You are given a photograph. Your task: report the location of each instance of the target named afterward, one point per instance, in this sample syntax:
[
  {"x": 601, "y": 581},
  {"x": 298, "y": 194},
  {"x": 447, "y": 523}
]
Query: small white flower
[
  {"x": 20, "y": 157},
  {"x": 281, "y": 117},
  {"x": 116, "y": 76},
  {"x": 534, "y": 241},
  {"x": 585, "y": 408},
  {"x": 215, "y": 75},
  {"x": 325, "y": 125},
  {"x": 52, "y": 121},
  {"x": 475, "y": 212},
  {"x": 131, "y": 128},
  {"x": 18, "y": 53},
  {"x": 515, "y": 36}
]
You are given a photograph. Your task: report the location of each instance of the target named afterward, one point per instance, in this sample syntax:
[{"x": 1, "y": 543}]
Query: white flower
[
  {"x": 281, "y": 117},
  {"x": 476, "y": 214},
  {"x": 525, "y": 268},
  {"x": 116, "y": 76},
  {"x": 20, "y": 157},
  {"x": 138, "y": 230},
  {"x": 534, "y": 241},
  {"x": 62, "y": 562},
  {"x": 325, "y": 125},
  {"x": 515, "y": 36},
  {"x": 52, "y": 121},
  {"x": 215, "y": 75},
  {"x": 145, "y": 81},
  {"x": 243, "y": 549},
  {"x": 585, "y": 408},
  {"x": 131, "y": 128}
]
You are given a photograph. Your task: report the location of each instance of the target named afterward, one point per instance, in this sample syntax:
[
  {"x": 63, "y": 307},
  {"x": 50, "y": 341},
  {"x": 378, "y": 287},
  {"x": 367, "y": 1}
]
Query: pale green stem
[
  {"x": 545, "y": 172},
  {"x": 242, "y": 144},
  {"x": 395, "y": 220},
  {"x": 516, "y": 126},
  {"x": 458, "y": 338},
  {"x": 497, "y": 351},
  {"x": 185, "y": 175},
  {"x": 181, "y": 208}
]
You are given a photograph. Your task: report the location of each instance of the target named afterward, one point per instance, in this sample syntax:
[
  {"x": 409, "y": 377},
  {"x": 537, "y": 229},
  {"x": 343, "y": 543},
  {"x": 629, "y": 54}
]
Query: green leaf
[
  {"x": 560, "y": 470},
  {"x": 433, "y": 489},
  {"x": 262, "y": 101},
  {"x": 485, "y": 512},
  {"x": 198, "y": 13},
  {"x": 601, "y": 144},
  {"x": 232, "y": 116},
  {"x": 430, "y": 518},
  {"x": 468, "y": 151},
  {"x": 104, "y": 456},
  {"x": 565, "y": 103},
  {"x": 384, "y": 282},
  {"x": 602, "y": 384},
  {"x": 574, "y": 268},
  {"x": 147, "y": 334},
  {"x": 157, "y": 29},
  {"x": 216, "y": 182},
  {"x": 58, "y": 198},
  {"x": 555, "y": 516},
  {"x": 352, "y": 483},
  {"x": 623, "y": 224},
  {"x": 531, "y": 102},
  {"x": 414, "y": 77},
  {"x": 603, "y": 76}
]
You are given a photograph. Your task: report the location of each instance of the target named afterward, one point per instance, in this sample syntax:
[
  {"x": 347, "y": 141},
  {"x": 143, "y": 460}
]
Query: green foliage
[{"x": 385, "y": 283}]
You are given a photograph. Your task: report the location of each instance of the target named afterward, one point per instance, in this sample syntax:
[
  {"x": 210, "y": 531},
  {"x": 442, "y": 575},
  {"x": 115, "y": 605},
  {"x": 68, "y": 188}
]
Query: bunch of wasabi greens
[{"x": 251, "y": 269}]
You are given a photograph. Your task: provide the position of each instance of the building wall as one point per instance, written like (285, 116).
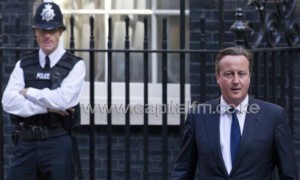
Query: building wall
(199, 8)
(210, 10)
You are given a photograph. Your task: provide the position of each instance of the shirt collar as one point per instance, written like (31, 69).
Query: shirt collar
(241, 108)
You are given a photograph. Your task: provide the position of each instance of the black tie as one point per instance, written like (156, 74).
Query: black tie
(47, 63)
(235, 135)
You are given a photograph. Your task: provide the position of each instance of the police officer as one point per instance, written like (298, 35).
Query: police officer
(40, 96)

#####

* [About this exercise]: Every entry above is to be transcribed exactly, with all pictures left out.

* [Task response]:
You are given a photograph. Your task: report the location of each instance of the target named afterward, one point per instance, in this sample syntax:
[
  {"x": 601, "y": 581},
  {"x": 298, "y": 194},
  {"x": 447, "y": 523}
]
Query: small white flower
[
  {"x": 20, "y": 157},
  {"x": 281, "y": 117},
  {"x": 116, "y": 76},
  {"x": 534, "y": 241},
  {"x": 585, "y": 408},
  {"x": 215, "y": 75},
  {"x": 325, "y": 125},
  {"x": 52, "y": 121},
  {"x": 475, "y": 212},
  {"x": 131, "y": 128},
  {"x": 18, "y": 53},
  {"x": 515, "y": 36}
]
You are given a photograph. Your task: report the location of each instance of the target named afterward, one point per instance, in this sample syntax:
[{"x": 1, "y": 543}]
Query: white flower
[
  {"x": 281, "y": 117},
  {"x": 476, "y": 214},
  {"x": 525, "y": 268},
  {"x": 116, "y": 76},
  {"x": 20, "y": 157},
  {"x": 138, "y": 230},
  {"x": 534, "y": 241},
  {"x": 62, "y": 562},
  {"x": 325, "y": 125},
  {"x": 515, "y": 36},
  {"x": 52, "y": 121},
  {"x": 215, "y": 75},
  {"x": 145, "y": 81},
  {"x": 243, "y": 549},
  {"x": 585, "y": 408},
  {"x": 131, "y": 128}
]
You are given a photograph. Your task: report the location of each instance of the target named afterward, one point per instance, in this sample syntax:
[
  {"x": 63, "y": 307},
  {"x": 50, "y": 341},
  {"x": 378, "y": 287},
  {"x": 367, "y": 1}
]
Query: pale green stem
[
  {"x": 545, "y": 172},
  {"x": 242, "y": 144},
  {"x": 395, "y": 220},
  {"x": 516, "y": 126},
  {"x": 458, "y": 338},
  {"x": 497, "y": 351},
  {"x": 185, "y": 175},
  {"x": 181, "y": 208}
]
You are given a photograph. Your task: report the location of each instance of the target named afterward, one point per instance, in this sample syntax:
[
  {"x": 409, "y": 377},
  {"x": 537, "y": 229},
  {"x": 343, "y": 543},
  {"x": 629, "y": 54}
]
Query: green leaf
[
  {"x": 560, "y": 470},
  {"x": 433, "y": 489},
  {"x": 262, "y": 101},
  {"x": 485, "y": 512},
  {"x": 198, "y": 13},
  {"x": 601, "y": 144},
  {"x": 232, "y": 116},
  {"x": 430, "y": 518},
  {"x": 468, "y": 151},
  {"x": 104, "y": 456},
  {"x": 565, "y": 103},
  {"x": 384, "y": 282},
  {"x": 602, "y": 384},
  {"x": 574, "y": 268},
  {"x": 147, "y": 334},
  {"x": 157, "y": 29},
  {"x": 216, "y": 182},
  {"x": 58, "y": 198},
  {"x": 555, "y": 516},
  {"x": 352, "y": 483},
  {"x": 623, "y": 224},
  {"x": 531, "y": 102},
  {"x": 414, "y": 77},
  {"x": 603, "y": 76}
]
You are given a photograph. Your task: report the location of each instance of the target named afterward, one point per instance, in this sample syntax:
[
  {"x": 347, "y": 141},
  {"x": 143, "y": 460}
]
Query: green foliage
[{"x": 385, "y": 283}]
You are given a photograph. Your task: report the location of each instance of the target named afterward, one point per instance, in this sample syntax:
[
  {"x": 210, "y": 531},
  {"x": 442, "y": 575},
  {"x": 115, "y": 605},
  {"x": 68, "y": 188}
]
Query: bunch of wasabi greens
[{"x": 251, "y": 269}]
You are given a photograph. Your task: provide the position of each instance of the building wall as one point per instance, written like (285, 116).
Query: building wall
(199, 8)
(210, 10)
You are given a photograph. Your task: provide the position of each instance of the shirt collar as one point per instance, written like (31, 69).
Query: shirt collar
(241, 108)
You are given a photograph. Your task: provide the position of each instance of the black tie as one point per instance, written like (156, 74).
Query: black tie
(47, 63)
(235, 135)
You are given a photograph. Your task: provide the position of each instance of the police officer as one point per instance, written like (298, 35).
Query: police officer
(40, 96)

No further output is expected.